> [Texto de lectura]
· · · · ·
Por: Darío Silva-Silva

Algunos piensan que ISIS y movimientos similares que hoy estremecen al mundo son algo novedoso. Sin embargo, el terrorismo islámico no ha nacido por generación espontánea; es un producto de la milenaria pugna Oriente-Occidente, y tiene sus motivaciones en los abusos de las potencias coloniales europeas que se enseñorearon de los países árabes en una acción de efecto retardado por el fracaso de las Cruzadas. Durante éstas, triste es reconocerlo, el Cristianismo perdió algunos de sus más fuertes bastiones: el norte de África, la costa occidental de Asia, Turquía y parte de los Balcanes.

Gracias a los Reyes Católicos de España, el Viejo Mundo no fue capturado para siempre por los fieles de Alá; pero no es cosa de poca monta la declaración de Osama Bin Laden de que España le pertenece al Islam históricamente y este se prepara a reconquistarla, para vengarse de una buena vez de los excesos del capitalismo y el colonialismo, que crearon una brecha colosal, pese a esfuerzos como el del popular coronel Lawrence de Arabia. Para los fieles del Islam es inaceptable que la tercera parte de la población mundial disfrute de la riqueza, mientras la Umma, es decir, la comunidad musulmana, se reparte las migajas. Tal estado de iniquidad es de origen satánico para ellos y debe ser combatido mediante la Yihad, o guerra santa.
· · · · ·
[Entradas de datos]
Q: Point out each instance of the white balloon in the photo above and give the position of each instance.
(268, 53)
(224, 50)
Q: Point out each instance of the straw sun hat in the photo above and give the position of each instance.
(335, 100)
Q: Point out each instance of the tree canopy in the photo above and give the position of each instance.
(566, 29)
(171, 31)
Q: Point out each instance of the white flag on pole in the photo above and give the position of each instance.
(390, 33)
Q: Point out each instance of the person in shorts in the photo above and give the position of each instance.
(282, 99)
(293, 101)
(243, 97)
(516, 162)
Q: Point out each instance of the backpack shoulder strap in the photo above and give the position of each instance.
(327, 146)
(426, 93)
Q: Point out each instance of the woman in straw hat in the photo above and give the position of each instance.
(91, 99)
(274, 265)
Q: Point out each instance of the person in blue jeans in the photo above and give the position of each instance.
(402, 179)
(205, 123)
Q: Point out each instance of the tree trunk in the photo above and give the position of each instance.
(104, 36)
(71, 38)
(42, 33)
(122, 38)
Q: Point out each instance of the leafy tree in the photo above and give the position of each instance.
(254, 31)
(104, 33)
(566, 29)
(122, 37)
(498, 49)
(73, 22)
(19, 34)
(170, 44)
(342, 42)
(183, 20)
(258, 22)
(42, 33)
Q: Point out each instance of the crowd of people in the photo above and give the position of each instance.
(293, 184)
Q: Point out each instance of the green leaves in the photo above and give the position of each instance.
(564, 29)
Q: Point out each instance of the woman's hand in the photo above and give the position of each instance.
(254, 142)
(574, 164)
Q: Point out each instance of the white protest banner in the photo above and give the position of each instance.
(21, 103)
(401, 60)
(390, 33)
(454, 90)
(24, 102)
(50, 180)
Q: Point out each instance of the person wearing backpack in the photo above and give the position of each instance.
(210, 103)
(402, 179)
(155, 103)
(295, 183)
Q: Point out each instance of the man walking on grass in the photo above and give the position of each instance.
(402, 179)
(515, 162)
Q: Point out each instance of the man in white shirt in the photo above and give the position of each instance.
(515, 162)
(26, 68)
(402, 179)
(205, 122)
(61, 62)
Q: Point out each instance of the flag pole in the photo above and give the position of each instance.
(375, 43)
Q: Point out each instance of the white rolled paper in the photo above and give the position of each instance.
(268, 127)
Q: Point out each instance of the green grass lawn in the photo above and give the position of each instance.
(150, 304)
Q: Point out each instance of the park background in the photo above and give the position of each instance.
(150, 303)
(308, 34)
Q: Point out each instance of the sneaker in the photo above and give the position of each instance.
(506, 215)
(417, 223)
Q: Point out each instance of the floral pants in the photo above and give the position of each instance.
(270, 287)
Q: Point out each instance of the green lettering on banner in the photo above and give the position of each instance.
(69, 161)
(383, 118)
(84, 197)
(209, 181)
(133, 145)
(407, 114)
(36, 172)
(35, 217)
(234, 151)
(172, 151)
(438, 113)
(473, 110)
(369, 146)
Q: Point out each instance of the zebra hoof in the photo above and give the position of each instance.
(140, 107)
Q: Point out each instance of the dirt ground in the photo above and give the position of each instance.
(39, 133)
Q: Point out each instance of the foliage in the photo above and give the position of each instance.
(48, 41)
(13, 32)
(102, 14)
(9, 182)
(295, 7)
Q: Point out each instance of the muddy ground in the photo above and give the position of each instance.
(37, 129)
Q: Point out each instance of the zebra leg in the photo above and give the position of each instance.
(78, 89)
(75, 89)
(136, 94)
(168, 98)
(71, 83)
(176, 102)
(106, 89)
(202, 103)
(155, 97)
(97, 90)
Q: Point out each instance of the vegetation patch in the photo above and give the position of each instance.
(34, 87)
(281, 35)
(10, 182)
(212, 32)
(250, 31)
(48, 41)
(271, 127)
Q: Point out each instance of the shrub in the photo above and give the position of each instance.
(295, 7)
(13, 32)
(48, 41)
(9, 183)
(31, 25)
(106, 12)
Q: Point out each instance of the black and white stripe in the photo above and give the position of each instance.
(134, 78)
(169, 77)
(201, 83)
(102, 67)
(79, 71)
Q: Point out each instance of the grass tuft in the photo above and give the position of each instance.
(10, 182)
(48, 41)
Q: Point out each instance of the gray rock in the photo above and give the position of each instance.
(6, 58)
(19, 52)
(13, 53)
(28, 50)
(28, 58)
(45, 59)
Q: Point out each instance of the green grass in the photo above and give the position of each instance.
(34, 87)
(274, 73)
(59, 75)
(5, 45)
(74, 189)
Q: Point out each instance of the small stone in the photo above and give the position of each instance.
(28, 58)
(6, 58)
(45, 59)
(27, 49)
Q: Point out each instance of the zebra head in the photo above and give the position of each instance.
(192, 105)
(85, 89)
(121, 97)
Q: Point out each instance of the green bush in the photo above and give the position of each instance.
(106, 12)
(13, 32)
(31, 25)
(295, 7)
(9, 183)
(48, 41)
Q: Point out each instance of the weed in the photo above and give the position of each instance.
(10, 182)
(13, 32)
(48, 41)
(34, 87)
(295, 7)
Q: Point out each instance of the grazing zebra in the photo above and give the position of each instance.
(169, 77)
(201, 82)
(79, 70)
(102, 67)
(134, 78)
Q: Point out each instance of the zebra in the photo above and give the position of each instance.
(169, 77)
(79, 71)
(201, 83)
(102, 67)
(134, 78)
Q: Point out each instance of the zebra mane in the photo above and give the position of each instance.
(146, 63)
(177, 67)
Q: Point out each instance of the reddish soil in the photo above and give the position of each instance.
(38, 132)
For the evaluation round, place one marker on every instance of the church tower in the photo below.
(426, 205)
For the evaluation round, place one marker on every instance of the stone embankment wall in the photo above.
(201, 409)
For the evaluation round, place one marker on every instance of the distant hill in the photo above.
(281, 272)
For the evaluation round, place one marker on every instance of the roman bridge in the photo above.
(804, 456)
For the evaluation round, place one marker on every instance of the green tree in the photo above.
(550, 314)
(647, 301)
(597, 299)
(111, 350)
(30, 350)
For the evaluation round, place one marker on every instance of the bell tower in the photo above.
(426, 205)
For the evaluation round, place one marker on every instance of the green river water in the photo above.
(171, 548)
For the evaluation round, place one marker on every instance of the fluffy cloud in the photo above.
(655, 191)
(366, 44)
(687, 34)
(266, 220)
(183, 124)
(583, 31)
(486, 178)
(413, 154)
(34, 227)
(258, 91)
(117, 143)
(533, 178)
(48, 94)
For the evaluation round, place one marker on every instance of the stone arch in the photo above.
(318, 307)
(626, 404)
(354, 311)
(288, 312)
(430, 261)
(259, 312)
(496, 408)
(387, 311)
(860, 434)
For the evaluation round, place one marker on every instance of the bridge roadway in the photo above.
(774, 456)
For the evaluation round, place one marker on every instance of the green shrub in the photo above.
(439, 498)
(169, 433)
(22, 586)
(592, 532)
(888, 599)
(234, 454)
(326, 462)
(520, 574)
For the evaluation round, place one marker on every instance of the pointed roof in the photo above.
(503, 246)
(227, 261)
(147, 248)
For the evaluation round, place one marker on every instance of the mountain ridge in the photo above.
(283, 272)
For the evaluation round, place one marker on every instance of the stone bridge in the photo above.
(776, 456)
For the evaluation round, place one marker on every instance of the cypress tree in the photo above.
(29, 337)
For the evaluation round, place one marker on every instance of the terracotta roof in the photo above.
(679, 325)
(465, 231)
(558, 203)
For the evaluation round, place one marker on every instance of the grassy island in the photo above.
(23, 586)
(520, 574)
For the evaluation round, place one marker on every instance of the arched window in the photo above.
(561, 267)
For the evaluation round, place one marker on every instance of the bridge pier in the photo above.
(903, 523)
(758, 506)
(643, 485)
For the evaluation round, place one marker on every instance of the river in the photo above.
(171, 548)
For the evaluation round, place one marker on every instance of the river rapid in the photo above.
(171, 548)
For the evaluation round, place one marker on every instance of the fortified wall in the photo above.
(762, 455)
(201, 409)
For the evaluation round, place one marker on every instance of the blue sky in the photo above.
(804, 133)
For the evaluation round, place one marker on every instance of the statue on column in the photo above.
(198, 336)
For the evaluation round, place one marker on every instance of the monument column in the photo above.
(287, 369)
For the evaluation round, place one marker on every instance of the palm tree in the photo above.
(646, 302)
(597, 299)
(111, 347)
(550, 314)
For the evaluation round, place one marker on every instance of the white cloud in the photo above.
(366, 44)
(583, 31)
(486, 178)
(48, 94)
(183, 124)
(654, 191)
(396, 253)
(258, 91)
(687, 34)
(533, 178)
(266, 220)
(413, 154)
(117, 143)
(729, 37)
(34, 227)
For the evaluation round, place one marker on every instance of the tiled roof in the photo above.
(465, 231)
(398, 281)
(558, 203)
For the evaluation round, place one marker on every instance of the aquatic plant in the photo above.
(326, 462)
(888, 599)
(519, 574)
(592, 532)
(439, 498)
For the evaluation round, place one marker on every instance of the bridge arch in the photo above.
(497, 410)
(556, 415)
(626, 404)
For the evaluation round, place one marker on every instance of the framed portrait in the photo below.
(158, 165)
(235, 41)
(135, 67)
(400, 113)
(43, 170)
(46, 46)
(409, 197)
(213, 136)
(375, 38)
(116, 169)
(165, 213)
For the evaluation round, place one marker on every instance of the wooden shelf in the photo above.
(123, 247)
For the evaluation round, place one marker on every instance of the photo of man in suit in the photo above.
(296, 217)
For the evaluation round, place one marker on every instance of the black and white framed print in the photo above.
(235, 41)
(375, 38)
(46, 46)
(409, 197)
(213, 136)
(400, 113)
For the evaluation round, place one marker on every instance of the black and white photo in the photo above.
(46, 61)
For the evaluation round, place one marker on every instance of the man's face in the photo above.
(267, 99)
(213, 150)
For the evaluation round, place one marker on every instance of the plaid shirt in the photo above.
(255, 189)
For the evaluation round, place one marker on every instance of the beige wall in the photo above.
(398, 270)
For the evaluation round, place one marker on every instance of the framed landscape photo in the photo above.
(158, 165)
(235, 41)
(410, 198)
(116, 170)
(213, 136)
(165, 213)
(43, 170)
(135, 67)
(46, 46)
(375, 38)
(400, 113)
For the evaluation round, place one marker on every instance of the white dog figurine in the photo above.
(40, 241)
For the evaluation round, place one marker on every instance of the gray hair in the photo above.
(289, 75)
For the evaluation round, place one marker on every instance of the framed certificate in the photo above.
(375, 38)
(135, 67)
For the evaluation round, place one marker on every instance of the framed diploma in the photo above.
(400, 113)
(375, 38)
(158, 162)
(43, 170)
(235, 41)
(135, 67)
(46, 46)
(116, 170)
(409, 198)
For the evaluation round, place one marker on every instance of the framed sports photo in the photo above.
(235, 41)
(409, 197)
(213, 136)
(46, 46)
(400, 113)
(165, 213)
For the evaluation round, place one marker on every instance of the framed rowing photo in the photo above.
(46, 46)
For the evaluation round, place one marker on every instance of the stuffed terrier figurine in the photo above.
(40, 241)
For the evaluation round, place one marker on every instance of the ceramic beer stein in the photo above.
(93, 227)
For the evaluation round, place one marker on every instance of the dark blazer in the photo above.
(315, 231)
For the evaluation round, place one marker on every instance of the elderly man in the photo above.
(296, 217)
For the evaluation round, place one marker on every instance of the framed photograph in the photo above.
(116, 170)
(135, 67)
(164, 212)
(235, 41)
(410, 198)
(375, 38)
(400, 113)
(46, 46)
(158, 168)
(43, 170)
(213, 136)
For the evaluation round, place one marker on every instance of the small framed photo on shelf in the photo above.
· · · · ·
¿Cómo se traduce al inglés esta oración del texto sobre el terrorismo islámico: «Para los fieles del Islam es inaceptable que la tercera parte de la población mundial disfrute de la riqueza, mientras la Umma, es decir, la comunidad musulmana, se reparte las migajas.»?

> [Respuesta del ejercicio] For the faithful of Islam, it is unacceptable that one third of the world's population enjoys the wealth while the Umma, that is, the Muslim community, shares out the crumbs.